§ Page extract:
□ □ □ □ □

Viral bronchiolitis (Part one)

2021-07-17 04:12 PM

Viral bronchiolitis: Pathophysiology, Epidemiology, Risk Factors.

Viral bronchiolitis is a common worldwide disease of infants and young children. It is a significant cause of hospitalization in infancy. In the year 2002–3, 0.1% of all hospital bed days in England were for acute bronchiolitis with a mean length of stay of 2.7 days, and in a study in one UK region, the incidence of bronchiolitis-related admission was 30.8 per 1000 infants.

Pathophysiology

The underlying pathophysiology is inflammation of the small airways (bronchioles). Infection of the bronchiolar and ciliated epithelial cells produces increased mucous secretion, cell death and sloughing, followed by a peribronchiolar lymphocytic infiltrate and submucosal oedema. This combination of debris and oedema results in distal airway obstruction. During expiration, the additional dynamic narrowing produces disproportionate airflow decrease and air trapping. The effort of breathing is increased due to increased end-expiratory lung volume and decreased lung compliance. Recovery of pulmonary epithelial cells occurs after 3–4 days, but cilia do not regenerate for approximately two weeks.3 The debris is cleared by macrophages.

Epidemiology

Fifty to ninety percent of bronchiolitis is caused by respiratory syncytial virus (RSV) infection. RSV is a negative-sense, enveloped RNA virus that is unstable in the environment, surviving only a few hours on environmental surfaces. RSV is spread from respiratory secretions through close contact with infected persons or contact with contaminated surfaces or objects. Infection can occur when infectious material contacts mucous membranes of the eyes, mouth, or nose, and possibly through the inhalation of droplets generated by a sneeze or cough. RSV infects virtually all infants and young children in the first 3 years of life with a peak incidence of hospitalized patients between 2–6 months of life.6 During their first RSV infection, between 25–40% of infants and young children have signs or symptoms of bronchiolitis or pneumonia, and 0.5–2.5% require hospitalisation.2 5 In the USA it is estimated that there are 90 000 hospitalizations and 4500 deaths annually with RSV bronchiolitis, and in the UK there are 20 000 admissions annually with this condition. Mortality runs as high as 0.5–1.5% in hospitalized patients, increasing to 3–4% for patients with underlying cardiac or pulmonary disease. RSV is the only respiratory virus to produce predictably a sizeable outbreak of infection each year. There are two main antigenic groups, A and B, and RSV A and RSV B may both be present in an epidemic, the proportion of the two groups varying each year and by location. Epidemics occur in the winter months in temperate climates, and in tropical climates during the hottest months and the rainy season. In the UK, epidemics run from mid-November to late March with annual variation in the severity of the epidemics. Because RSV infection only confers partial protection from subsequent infection, re-infection with RSV is frequent and occurs throughout life, but after 3 years of age, infections are generally milder and confined to the upper respiratory
tract. Other organisms that cause bronchiolitis include parainfluenza, rhinovirus, adenovirus, influenza, Mycoplasma pneumonia, and metapneumovirus.

□ □ □ □ □

§ Provided records:
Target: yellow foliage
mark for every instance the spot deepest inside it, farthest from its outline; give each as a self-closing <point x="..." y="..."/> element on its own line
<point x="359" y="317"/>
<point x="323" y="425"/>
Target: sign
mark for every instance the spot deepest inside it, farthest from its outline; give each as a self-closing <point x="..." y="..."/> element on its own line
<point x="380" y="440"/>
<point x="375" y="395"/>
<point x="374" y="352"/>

□ □ □ □ □

§ Required action A:
According to the viral bronchiolitis text, why is re-infection with RSV frequent throughout life?
§ Required action B:
In the viral bronchiolitis text, rewrite the passage from "Viral bronchiolitis is" to "per 1000 infants.", changing "England" to "Wales".
The records were taken from a different source than the text on viral bronchiolitis.

§ Expected answer A:
Re-infection with RSV is frequent because RSV infection gives only partial protection against later infection.

§ Expected answer B:
Viral bronchiolitis is a common worldwide disease of infants and young children. It is a significant cause of hospitalization in infancy. In the year 2002–3, 0.1% of all hospital bed days in Wales were for acute bronchiolitis with a mean length of stay of 2.7 days, and in a study in one UK region, the incidence of bronchiolitis-related admission was 30.8 per 1000 infants.